:: REQUIREMENT ::
An identical copy of the records below is the expected result.

(Data extracted from a collection)
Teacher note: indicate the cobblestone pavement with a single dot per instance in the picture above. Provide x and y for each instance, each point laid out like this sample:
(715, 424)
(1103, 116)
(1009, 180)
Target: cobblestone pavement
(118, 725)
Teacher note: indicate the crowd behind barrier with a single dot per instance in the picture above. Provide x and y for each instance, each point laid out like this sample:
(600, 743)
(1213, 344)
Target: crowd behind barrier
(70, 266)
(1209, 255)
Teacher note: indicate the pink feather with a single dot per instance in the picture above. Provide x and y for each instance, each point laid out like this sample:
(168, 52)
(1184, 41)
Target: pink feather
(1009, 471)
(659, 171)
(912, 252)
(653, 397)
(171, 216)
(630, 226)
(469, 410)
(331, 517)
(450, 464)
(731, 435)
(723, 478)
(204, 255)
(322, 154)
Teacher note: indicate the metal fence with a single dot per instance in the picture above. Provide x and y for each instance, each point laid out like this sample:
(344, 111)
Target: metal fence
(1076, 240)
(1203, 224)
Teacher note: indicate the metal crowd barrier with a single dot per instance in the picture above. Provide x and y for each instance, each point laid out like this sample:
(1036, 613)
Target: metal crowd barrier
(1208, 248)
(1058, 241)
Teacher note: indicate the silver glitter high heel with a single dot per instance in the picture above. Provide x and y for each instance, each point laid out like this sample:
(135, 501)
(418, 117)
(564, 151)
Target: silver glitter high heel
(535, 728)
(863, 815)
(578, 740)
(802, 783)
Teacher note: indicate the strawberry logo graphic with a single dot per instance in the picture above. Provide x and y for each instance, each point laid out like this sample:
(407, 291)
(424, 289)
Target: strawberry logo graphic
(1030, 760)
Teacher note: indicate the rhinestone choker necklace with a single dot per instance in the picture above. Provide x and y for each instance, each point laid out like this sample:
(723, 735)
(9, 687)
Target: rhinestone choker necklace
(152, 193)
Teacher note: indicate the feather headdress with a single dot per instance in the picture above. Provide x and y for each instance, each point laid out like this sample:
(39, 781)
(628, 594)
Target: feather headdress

:: PROBLEM SOLUTION ::
Teacher note: indicate the cobblestone pavement with a single dot per instance in the picture above. Provide x and y for each instance, each point laid out like this sample:
(715, 424)
(1103, 116)
(1009, 180)
Target: cobblestone pavement
(118, 725)
Teacher note: indicate the crowd behind barrier with a single dot per instance in the picture above. Provide x and y for each instance, each point laid out like this sample:
(600, 743)
(1213, 344)
Target: crowd behind barrier
(70, 266)
(1209, 255)
Teacher note: indicate the pink feather with a single dot per instance in the picture above. Provide x and y for each instance, each point laid out like this sample:
(168, 52)
(1184, 41)
Target: pink feather
(1009, 471)
(659, 171)
(912, 252)
(653, 397)
(171, 216)
(630, 226)
(469, 410)
(331, 517)
(450, 464)
(731, 435)
(723, 478)
(204, 255)
(322, 154)
Teacher note: indicate the metal fence with a single dot per instance in the picture above. Provide x and y for each instance, each point laid out like this sample:
(344, 111)
Target: metal fence
(1076, 240)
(1203, 224)
Teacher note: indicate the metal crowd barrier with a single dot per instance in the picture above. Provide x and y for each instance, each point laid out like this sample:
(1036, 613)
Target: metal crowd barrier
(1208, 248)
(1058, 241)
Teacher note: indicate the silver glitter high heel with a single dot per instance in the picture above. Provide x and y for each instance, each point laid out like this sample:
(135, 501)
(418, 117)
(564, 151)
Target: silver glitter high heel
(535, 728)
(863, 815)
(578, 740)
(802, 783)
Teacher note: indicate the strawberry logo graphic with a single dot per instance in the picture above. Provide x and y for each instance, each point laid out like this sample:
(407, 291)
(424, 289)
Target: strawberry logo graphic
(1030, 760)
Teacher note: indicate the rhinestone choker necklace with a single dot per instance in the picture above. Provide x and y for each instance, each point laid out like this sample:
(723, 735)
(9, 687)
Target: rhinestone choker necklace
(152, 193)
Teacher note: indicate the feather headdress with a single dot per instance in the picture above. Provide x and y for each instance, each point laid out like this sample:
(39, 781)
(628, 594)
Target: feather headdress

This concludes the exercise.